## start EXCERPTED RECORDS

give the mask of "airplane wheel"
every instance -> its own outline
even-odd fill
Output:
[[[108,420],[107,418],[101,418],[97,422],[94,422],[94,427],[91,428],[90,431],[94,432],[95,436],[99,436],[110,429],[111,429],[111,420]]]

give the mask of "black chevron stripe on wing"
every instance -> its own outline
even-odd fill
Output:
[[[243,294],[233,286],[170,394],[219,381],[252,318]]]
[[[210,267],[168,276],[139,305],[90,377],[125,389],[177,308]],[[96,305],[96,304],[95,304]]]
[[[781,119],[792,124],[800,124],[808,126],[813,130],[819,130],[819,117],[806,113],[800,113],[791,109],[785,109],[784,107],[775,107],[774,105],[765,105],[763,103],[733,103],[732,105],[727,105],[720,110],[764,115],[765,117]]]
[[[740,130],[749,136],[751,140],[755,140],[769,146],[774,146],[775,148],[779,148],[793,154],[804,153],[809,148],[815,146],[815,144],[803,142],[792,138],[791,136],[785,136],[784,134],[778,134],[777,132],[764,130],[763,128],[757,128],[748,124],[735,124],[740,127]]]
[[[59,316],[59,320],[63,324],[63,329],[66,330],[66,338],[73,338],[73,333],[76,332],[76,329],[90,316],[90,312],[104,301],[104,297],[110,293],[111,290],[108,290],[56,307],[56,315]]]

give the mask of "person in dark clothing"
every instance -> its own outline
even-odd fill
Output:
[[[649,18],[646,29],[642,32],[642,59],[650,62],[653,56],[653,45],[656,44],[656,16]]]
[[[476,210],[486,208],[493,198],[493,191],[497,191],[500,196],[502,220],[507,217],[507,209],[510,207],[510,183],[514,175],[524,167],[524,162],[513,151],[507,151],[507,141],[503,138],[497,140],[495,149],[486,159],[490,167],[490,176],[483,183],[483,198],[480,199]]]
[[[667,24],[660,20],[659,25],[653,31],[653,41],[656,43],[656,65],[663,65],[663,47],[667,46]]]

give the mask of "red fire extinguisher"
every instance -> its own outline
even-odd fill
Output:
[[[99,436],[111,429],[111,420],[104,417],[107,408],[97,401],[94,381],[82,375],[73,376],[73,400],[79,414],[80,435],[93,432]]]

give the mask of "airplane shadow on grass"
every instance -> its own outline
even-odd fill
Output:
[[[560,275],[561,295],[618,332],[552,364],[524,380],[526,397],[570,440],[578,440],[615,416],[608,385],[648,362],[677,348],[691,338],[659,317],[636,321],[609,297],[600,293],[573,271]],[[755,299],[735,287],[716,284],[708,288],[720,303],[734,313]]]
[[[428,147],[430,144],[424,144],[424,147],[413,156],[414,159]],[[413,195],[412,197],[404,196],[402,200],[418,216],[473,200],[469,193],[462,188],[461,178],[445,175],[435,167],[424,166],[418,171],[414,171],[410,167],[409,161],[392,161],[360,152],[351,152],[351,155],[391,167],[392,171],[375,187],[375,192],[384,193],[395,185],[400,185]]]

## end EXCERPTED RECORDS

**WHAT YOU NEED TO DO:**
Reproduce the listing above word for word.

**REPLY:**
give the mask of "airplane wheel"
every instance -> its own outline
even-odd fill
Output:
[[[108,420],[107,418],[101,418],[97,422],[94,422],[94,427],[91,428],[90,431],[94,432],[95,436],[99,436],[110,429],[111,429],[111,420]]]

give the mask of "black chevron stripe on wing"
every instance -> its own outline
even-odd fill
Output:
[[[243,294],[233,286],[170,394],[219,381],[252,318]]]
[[[210,267],[168,276],[139,305],[90,377],[125,389],[177,308]],[[96,305],[96,304],[95,304]]]
[[[781,119],[792,124],[800,124],[808,126],[813,130],[819,130],[819,117],[806,113],[800,113],[791,109],[785,109],[784,107],[775,107],[774,105],[765,105],[763,103],[733,103],[732,105],[727,105],[720,110],[764,115],[765,117]]]
[[[740,130],[749,136],[751,140],[755,140],[769,146],[774,146],[775,148],[779,148],[793,154],[804,153],[809,148],[815,146],[815,144],[803,142],[792,138],[791,136],[785,136],[784,134],[778,134],[777,132],[764,130],[763,128],[757,128],[748,124],[735,124],[740,127]]]
[[[59,316],[59,320],[63,324],[63,329],[66,330],[66,338],[73,338],[73,333],[76,332],[76,329],[90,316],[90,312],[104,301],[104,297],[110,293],[111,290],[108,290],[56,307],[56,315]]]

give the mask of "person in dark clothing"
every instance -> its own outline
even-odd fill
Output:
[[[649,18],[646,29],[642,32],[642,59],[650,62],[653,56],[653,45],[656,44],[656,16]]]
[[[476,210],[486,208],[493,198],[493,191],[497,191],[500,196],[502,220],[507,217],[507,209],[510,207],[510,183],[514,175],[524,167],[524,162],[513,151],[507,151],[507,141],[503,138],[497,140],[495,149],[486,159],[490,167],[490,176],[483,183],[483,198],[480,199]]]
[[[667,24],[660,20],[659,25],[653,31],[653,41],[656,43],[656,65],[663,65],[663,47],[667,46]]]

give the mask of "red fire extinguisher"
every instance -> its own outline
even-odd fill
Output:
[[[99,436],[111,429],[111,420],[104,417],[107,408],[97,401],[94,381],[82,375],[73,376],[73,400],[79,414],[80,435],[93,432]]]

give the mask of "airplane shadow on grass"
every instance -> its own outline
even-odd fill
Output:
[[[560,275],[561,295],[618,332],[552,364],[524,380],[526,397],[570,440],[578,440],[615,416],[608,385],[648,362],[677,348],[691,338],[659,317],[636,321],[609,297],[600,293],[573,271]],[[755,299],[735,287],[716,284],[708,288],[720,303],[734,313]]]
[[[428,147],[430,144],[424,144],[424,147],[413,156],[414,159]],[[413,195],[412,197],[404,196],[402,200],[418,216],[473,200],[469,193],[462,188],[461,178],[445,175],[435,167],[424,166],[418,171],[414,171],[410,167],[409,161],[392,161],[360,152],[351,152],[351,155],[391,167],[392,171],[375,187],[375,192],[384,193],[395,185],[400,185]]]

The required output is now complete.